DATA:

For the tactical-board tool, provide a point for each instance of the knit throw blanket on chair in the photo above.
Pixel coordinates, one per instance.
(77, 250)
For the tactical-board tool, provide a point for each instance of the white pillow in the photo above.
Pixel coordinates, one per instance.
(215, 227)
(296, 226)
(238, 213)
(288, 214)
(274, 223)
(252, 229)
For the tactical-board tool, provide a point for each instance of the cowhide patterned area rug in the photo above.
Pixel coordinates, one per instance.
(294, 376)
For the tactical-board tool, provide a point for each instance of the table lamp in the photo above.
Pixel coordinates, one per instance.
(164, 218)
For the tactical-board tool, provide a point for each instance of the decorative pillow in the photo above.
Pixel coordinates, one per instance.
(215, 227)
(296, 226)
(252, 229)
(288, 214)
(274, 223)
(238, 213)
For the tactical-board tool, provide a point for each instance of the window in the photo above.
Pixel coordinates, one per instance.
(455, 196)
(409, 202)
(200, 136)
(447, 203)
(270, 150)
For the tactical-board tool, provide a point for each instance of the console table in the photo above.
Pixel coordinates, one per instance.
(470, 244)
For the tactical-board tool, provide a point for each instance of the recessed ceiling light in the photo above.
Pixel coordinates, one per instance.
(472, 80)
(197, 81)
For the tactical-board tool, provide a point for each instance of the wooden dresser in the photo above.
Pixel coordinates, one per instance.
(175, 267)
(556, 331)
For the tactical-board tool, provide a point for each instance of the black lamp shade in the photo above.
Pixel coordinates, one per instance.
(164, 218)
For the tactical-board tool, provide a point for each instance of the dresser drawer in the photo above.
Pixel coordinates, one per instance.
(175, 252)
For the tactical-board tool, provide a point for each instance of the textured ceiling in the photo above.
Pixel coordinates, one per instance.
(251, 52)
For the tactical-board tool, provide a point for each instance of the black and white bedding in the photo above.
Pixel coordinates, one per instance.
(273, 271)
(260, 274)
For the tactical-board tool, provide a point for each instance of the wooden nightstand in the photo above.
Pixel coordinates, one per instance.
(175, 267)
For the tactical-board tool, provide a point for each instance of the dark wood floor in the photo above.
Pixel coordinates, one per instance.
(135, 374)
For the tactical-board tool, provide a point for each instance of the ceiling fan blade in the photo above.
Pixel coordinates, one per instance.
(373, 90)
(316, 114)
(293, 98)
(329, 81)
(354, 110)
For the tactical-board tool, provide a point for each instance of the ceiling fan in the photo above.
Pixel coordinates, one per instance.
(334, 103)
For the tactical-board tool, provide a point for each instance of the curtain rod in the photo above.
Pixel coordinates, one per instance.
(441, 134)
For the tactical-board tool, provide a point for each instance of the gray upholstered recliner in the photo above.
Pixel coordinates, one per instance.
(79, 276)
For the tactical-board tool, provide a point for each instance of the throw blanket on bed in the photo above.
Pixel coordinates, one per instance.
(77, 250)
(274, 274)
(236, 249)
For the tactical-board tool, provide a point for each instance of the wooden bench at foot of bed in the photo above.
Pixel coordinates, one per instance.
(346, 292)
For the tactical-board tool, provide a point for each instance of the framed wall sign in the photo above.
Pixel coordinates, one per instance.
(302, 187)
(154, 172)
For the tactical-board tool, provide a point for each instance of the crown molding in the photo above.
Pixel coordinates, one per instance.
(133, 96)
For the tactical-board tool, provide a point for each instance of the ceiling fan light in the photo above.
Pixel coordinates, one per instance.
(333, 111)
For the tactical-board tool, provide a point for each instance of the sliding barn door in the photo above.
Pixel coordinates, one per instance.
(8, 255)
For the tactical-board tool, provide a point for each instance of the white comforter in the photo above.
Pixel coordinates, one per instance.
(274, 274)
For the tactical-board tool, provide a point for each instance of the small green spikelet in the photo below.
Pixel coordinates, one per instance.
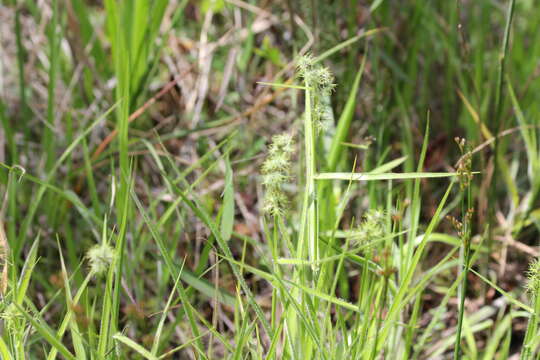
(276, 171)
(100, 257)
(533, 277)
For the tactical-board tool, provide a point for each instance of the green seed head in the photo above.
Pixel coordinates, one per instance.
(533, 277)
(275, 172)
(100, 257)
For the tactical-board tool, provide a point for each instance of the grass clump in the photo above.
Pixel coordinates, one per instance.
(143, 217)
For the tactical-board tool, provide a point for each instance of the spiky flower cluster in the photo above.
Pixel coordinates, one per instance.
(533, 277)
(372, 227)
(276, 171)
(320, 81)
(100, 256)
(464, 165)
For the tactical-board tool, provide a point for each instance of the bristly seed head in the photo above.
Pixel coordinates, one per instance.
(100, 256)
(275, 172)
(533, 277)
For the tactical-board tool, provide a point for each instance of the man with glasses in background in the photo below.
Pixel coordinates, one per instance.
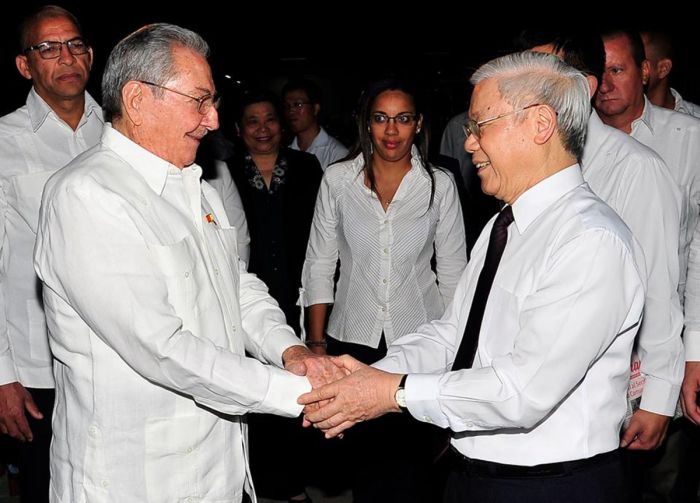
(302, 107)
(151, 311)
(58, 122)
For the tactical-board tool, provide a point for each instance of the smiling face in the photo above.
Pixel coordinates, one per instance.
(392, 140)
(621, 93)
(301, 114)
(59, 79)
(497, 154)
(260, 129)
(172, 126)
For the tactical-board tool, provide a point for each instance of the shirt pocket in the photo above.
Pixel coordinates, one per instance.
(28, 190)
(500, 324)
(171, 459)
(38, 335)
(229, 242)
(177, 267)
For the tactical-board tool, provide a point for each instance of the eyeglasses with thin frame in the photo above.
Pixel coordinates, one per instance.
(296, 105)
(51, 49)
(204, 103)
(403, 119)
(474, 127)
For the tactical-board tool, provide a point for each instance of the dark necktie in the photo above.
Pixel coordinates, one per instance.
(497, 243)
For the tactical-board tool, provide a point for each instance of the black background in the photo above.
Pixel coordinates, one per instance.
(344, 45)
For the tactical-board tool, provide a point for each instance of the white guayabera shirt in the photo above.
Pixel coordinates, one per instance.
(150, 316)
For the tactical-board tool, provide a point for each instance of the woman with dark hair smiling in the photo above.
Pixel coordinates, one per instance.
(385, 212)
(278, 188)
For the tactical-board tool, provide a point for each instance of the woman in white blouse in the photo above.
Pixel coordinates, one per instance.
(384, 212)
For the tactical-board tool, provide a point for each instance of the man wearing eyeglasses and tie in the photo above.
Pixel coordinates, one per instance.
(302, 108)
(529, 365)
(59, 121)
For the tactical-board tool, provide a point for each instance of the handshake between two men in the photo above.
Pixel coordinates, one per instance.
(345, 391)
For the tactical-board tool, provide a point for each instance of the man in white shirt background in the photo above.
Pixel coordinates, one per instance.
(658, 48)
(58, 122)
(675, 136)
(302, 109)
(538, 416)
(150, 311)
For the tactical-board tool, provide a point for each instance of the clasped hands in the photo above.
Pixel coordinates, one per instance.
(345, 392)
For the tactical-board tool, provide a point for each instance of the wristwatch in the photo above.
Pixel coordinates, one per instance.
(400, 394)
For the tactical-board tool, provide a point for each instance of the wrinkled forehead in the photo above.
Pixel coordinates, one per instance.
(50, 28)
(486, 100)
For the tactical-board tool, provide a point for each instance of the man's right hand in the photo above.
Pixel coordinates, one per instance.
(14, 399)
(690, 390)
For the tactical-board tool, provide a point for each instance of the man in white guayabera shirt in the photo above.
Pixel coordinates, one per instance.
(59, 121)
(150, 314)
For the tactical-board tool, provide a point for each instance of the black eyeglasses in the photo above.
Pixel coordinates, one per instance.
(51, 49)
(298, 105)
(204, 103)
(404, 119)
(473, 127)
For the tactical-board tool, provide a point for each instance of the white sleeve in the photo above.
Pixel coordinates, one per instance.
(91, 254)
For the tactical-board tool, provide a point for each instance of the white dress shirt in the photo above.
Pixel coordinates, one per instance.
(676, 138)
(684, 106)
(34, 144)
(386, 282)
(225, 186)
(549, 381)
(634, 181)
(150, 319)
(326, 149)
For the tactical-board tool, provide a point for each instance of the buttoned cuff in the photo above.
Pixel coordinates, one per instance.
(659, 396)
(691, 341)
(422, 392)
(8, 373)
(284, 389)
(277, 342)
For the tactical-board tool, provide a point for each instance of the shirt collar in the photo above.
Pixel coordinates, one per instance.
(534, 201)
(647, 117)
(151, 167)
(416, 164)
(39, 110)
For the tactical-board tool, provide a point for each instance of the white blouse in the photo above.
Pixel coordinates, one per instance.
(386, 282)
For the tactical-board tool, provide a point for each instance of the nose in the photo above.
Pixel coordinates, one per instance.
(606, 84)
(471, 144)
(211, 119)
(391, 127)
(66, 57)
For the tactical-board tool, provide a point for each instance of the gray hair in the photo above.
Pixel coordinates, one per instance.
(528, 77)
(146, 55)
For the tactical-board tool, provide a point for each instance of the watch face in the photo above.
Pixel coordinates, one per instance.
(400, 397)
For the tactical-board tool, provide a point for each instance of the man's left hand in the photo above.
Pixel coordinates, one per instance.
(645, 432)
(365, 394)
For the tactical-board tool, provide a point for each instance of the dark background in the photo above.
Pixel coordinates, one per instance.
(344, 45)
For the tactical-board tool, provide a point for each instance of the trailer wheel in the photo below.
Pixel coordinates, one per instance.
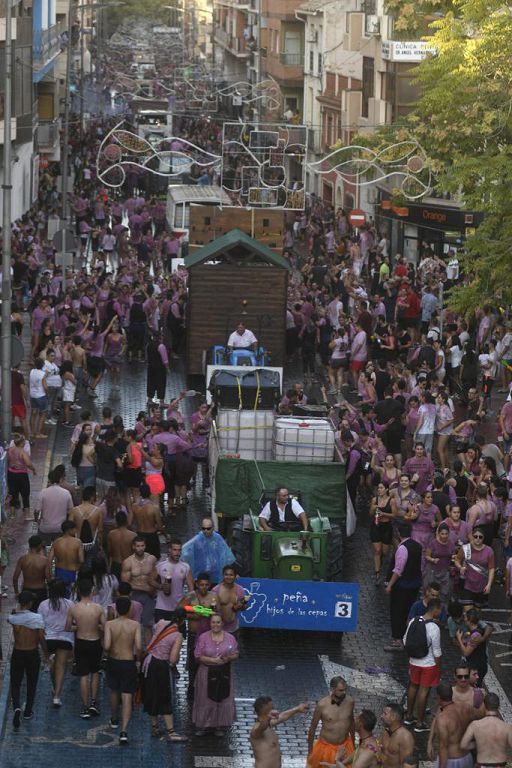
(241, 546)
(334, 569)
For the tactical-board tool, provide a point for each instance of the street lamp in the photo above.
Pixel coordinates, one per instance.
(6, 222)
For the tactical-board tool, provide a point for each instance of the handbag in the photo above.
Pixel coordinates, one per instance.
(219, 682)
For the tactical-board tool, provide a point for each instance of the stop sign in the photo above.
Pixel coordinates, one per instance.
(357, 217)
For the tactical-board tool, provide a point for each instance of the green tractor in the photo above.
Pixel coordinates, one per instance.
(316, 554)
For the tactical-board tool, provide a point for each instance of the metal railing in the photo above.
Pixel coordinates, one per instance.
(46, 44)
(48, 133)
(292, 59)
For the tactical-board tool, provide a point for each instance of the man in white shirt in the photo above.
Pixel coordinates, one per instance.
(283, 514)
(242, 338)
(425, 672)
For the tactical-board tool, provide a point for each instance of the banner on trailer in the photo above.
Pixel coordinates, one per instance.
(307, 605)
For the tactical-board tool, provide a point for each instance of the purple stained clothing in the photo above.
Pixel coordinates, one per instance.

WHAT THE TASK ASKS: Reproduce the records verbatim, starting at the line that contains "railing in the photo above." and continuing through the final line, with both included.

SOLUTION FOR THIS TASK:
For the tactical-board tool, provide a point for each instance of the metal railing in the photo above.
Pixel coordinates, one per instance.
(46, 44)
(48, 133)
(292, 59)
For the tactical-board tool, provide a point for each instance of the man in white shirt in the photo above.
Pixel coordinates, one per instance.
(283, 514)
(242, 338)
(425, 672)
For the tactical-board tool, provide a point for each instance of the banner on trailer in the photo above.
Pixel coordinates, one per instance.
(307, 605)
For the tactical-board tool, provide a point for each instance of the purple stained clothing in the photo above.
Pixel coordinates, one per instance.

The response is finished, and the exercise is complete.